__Given records__.

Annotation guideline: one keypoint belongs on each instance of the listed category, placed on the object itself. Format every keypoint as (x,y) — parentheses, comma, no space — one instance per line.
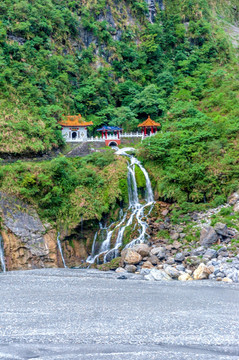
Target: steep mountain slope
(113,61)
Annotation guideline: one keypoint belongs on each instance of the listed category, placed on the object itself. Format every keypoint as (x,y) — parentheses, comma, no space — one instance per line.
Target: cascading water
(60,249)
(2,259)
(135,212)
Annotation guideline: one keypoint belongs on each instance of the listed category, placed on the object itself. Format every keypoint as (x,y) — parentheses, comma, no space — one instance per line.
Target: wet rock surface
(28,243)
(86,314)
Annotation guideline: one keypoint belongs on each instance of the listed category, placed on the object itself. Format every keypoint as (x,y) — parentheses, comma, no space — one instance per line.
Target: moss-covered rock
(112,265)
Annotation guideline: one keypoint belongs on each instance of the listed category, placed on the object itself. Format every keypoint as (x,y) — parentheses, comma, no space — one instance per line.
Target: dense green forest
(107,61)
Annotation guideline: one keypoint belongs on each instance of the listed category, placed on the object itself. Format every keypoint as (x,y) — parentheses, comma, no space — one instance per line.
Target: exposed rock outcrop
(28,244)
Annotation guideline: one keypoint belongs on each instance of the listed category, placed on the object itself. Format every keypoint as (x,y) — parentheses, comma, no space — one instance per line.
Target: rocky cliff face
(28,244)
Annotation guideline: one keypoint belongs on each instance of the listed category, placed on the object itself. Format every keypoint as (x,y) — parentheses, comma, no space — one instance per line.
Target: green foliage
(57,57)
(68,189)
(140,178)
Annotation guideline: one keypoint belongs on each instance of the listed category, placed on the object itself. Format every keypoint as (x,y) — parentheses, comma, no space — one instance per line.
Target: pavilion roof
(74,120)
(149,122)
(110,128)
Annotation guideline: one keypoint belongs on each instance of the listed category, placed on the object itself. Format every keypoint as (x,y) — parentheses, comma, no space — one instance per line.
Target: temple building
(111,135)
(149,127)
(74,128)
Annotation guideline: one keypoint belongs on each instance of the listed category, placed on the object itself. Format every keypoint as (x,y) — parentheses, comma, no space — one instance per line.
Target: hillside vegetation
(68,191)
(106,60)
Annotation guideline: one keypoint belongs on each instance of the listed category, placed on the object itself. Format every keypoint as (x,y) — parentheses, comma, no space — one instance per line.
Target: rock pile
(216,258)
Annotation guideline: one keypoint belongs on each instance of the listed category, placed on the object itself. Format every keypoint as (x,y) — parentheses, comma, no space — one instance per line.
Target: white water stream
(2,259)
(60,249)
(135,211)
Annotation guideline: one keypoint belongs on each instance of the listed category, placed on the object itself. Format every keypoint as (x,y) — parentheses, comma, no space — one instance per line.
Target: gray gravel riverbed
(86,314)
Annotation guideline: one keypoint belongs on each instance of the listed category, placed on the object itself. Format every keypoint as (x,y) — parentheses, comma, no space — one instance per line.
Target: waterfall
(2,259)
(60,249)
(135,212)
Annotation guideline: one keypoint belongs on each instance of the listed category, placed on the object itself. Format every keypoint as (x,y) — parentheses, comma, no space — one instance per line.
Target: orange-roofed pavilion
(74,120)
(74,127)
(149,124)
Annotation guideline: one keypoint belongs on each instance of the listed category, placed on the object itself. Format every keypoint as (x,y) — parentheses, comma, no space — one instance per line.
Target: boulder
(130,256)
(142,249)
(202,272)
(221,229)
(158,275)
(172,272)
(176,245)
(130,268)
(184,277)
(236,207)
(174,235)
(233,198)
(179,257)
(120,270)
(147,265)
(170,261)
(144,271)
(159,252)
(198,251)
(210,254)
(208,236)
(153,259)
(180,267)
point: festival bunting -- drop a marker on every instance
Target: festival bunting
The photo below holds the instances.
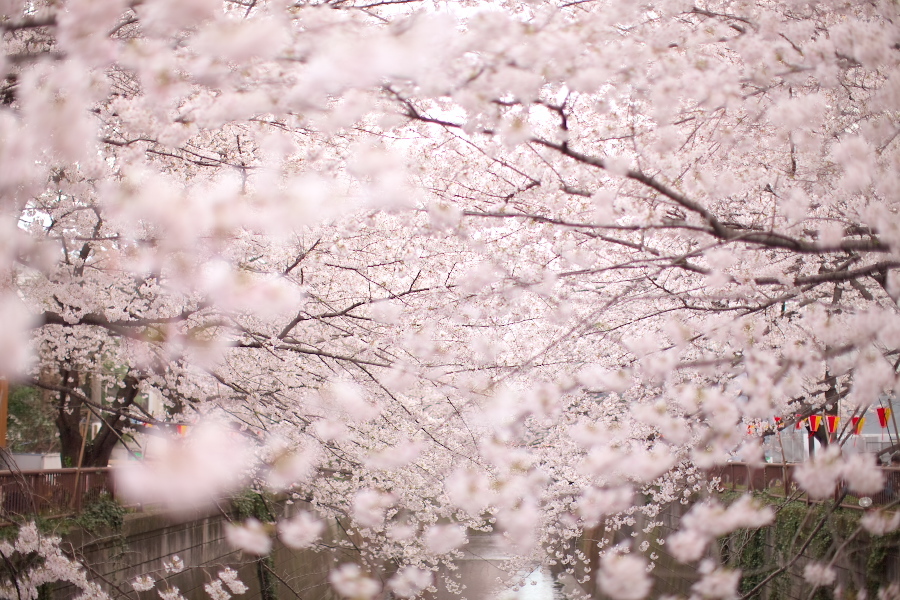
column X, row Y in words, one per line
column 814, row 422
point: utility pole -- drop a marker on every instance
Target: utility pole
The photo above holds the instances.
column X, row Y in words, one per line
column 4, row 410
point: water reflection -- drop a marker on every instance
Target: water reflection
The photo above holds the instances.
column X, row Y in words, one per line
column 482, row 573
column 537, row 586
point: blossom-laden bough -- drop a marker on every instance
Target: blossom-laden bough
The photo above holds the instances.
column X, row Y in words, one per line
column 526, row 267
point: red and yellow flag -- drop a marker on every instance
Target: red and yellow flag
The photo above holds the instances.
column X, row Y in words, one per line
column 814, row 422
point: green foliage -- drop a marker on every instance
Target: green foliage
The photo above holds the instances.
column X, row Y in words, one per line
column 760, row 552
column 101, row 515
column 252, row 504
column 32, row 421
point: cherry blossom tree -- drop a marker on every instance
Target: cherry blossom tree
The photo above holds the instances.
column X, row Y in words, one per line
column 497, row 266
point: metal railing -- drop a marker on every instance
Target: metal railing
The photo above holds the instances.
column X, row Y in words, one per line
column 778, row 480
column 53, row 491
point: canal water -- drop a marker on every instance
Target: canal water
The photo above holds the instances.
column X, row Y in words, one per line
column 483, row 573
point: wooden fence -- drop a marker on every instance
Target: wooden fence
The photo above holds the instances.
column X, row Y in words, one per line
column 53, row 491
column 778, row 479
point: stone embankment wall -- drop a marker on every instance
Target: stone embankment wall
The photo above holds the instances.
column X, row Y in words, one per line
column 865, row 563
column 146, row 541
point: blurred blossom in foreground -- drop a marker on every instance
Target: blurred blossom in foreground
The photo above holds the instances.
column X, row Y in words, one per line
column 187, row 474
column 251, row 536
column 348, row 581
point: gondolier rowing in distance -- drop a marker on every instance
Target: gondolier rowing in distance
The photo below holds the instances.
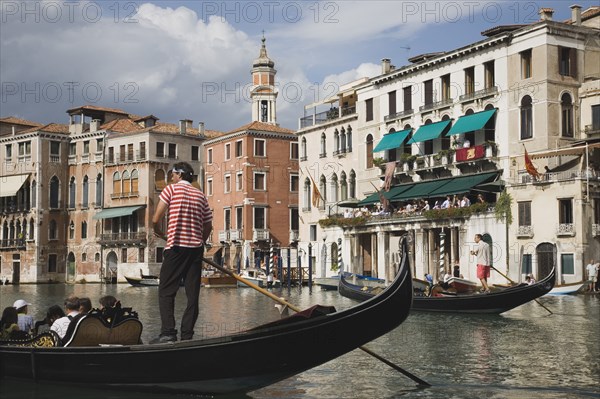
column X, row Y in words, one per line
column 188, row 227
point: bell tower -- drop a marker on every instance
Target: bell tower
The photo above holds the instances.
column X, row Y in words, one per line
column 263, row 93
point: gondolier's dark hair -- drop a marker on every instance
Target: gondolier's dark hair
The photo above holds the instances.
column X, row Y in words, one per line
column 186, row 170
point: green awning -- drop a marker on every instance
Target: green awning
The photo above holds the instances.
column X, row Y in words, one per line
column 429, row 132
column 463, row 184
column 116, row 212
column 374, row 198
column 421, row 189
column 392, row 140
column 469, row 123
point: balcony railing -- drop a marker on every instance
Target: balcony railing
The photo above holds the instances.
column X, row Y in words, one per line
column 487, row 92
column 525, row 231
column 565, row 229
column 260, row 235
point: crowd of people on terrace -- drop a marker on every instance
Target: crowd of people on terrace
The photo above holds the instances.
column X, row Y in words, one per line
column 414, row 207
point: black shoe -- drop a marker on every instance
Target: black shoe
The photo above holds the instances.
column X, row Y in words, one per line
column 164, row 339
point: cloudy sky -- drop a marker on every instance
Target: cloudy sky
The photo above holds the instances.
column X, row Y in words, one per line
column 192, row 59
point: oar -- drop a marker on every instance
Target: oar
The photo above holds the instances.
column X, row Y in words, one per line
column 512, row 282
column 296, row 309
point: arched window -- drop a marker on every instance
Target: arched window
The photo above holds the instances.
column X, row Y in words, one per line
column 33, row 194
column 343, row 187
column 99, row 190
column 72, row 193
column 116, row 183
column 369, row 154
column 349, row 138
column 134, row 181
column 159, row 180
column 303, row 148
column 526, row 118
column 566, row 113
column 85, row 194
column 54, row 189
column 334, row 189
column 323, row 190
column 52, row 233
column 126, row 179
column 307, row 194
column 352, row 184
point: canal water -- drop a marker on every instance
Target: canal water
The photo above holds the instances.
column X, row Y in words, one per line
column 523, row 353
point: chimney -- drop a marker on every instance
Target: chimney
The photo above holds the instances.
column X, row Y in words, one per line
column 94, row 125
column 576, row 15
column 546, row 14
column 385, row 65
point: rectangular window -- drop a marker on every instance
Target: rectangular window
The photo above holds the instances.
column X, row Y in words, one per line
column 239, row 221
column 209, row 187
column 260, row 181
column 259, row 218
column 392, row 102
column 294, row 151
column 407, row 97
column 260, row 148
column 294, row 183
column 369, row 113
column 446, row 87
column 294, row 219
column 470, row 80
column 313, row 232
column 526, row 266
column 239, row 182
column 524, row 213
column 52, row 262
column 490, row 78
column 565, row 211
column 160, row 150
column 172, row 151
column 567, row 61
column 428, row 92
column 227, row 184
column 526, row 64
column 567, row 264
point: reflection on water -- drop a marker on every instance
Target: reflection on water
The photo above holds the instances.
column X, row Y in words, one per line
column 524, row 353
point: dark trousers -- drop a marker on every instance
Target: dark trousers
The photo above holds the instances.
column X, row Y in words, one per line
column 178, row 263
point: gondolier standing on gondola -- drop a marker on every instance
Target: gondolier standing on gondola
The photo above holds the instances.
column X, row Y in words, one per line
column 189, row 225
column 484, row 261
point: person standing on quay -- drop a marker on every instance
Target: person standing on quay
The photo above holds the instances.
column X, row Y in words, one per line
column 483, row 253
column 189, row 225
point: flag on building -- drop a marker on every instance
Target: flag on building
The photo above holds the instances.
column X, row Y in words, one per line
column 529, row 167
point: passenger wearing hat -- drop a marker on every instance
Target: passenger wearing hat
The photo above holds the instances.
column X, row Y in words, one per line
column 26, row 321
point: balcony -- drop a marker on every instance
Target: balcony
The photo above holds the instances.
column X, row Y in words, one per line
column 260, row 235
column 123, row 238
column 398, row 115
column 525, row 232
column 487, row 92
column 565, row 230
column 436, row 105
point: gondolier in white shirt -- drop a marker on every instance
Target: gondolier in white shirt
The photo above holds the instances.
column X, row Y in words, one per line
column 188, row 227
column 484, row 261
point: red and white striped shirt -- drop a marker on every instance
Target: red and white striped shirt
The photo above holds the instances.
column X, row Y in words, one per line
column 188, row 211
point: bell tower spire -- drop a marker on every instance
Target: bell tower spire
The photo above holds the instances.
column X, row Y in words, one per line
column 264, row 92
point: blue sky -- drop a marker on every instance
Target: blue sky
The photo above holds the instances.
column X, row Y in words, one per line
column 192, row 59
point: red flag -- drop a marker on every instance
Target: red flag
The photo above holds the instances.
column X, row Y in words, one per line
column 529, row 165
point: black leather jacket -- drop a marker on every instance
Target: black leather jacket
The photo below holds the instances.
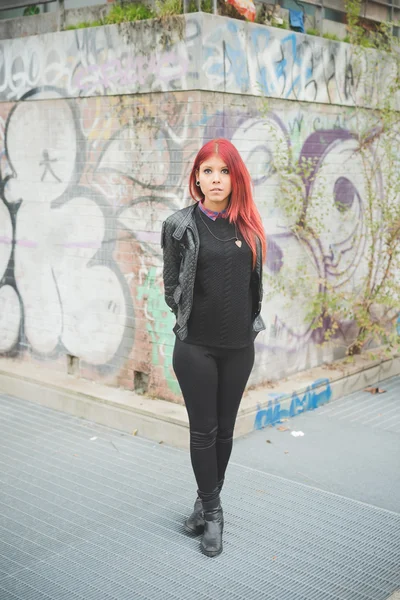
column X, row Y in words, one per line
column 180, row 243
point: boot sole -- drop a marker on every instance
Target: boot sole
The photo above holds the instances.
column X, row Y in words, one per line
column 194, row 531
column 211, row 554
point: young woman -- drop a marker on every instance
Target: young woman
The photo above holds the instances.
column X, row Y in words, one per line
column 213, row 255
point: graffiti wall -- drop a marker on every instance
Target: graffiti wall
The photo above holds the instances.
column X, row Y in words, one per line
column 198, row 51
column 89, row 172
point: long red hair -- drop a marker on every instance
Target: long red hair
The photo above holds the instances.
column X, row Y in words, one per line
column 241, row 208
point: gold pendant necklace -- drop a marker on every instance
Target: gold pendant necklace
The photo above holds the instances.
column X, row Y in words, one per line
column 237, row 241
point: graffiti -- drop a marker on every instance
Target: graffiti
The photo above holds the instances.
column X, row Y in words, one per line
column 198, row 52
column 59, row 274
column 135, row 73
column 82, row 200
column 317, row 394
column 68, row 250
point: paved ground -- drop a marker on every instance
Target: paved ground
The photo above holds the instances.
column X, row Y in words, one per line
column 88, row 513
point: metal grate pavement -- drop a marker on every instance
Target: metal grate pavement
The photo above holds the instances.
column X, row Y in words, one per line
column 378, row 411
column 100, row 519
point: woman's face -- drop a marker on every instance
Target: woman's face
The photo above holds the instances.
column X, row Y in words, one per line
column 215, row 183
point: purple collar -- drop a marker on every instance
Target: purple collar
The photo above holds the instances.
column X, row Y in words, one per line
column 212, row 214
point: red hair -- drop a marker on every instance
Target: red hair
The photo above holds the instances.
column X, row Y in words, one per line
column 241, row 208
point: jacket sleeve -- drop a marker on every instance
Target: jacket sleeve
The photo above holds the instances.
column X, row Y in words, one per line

__Exercise brief__.
Copy out the entries above exactly, starting with the line that contains "point: gondolier in" and going on through the line that contains "column 237, row 241", both of those lines included. Leave the pictures out of your copy.

__Finished answer__.
point: gondolier in white shirt -- drop a marker on every instance
Target: gondolier in white shirt
The photo above holds the instances.
column X, row Y in words, one per line
column 188, row 227
column 484, row 261
point: red and white striped shirt -- drop a marker on every instance
Target: red and white striped shirt
The photo above holds the instances.
column X, row Y in words, one per line
column 188, row 211
point: bell tower spire -- drop a marker on every instance
Target: bell tower spire
The photo above holds the instances.
column X, row Y in words, one per line
column 264, row 92
point: blue sky -- drop a marker on every instance
Target: blue sky
The photo above holds the instances.
column X, row Y in words, one per line
column 192, row 59
point: red flag -- drop a marker on every instance
Target: red flag
The photo above holds the instances.
column X, row Y in words, one per line
column 529, row 165
point: black leather jacket -- drop a marker on every instance
Target: black leather jacket
The photo below holds the instances.
column X, row Y in words, one per line
column 180, row 243
point: boot sole -- drop a marker on every instance
Target: boot sole
The photo above holds the instances.
column X, row Y in words, one per line
column 194, row 531
column 211, row 554
point: young woman -- drop a marker on every instance
Target: young woman
The photo above holds the instances.
column X, row Y in words, one per line
column 213, row 255
point: graffiti wall -- drop a marker on every instance
Target: graffiti wall
The photo above holds the instances.
column X, row Y in words, one per line
column 198, row 51
column 89, row 172
point: long red hair -- drop a marker on every instance
Target: long red hair
The photo above holds the instances.
column X, row Y in words, one per line
column 241, row 208
point: gold pendant necklace -- drop a marker on every instance
Target: gold pendant necklace
The photo above holds the instances.
column X, row Y in words, one per line
column 237, row 241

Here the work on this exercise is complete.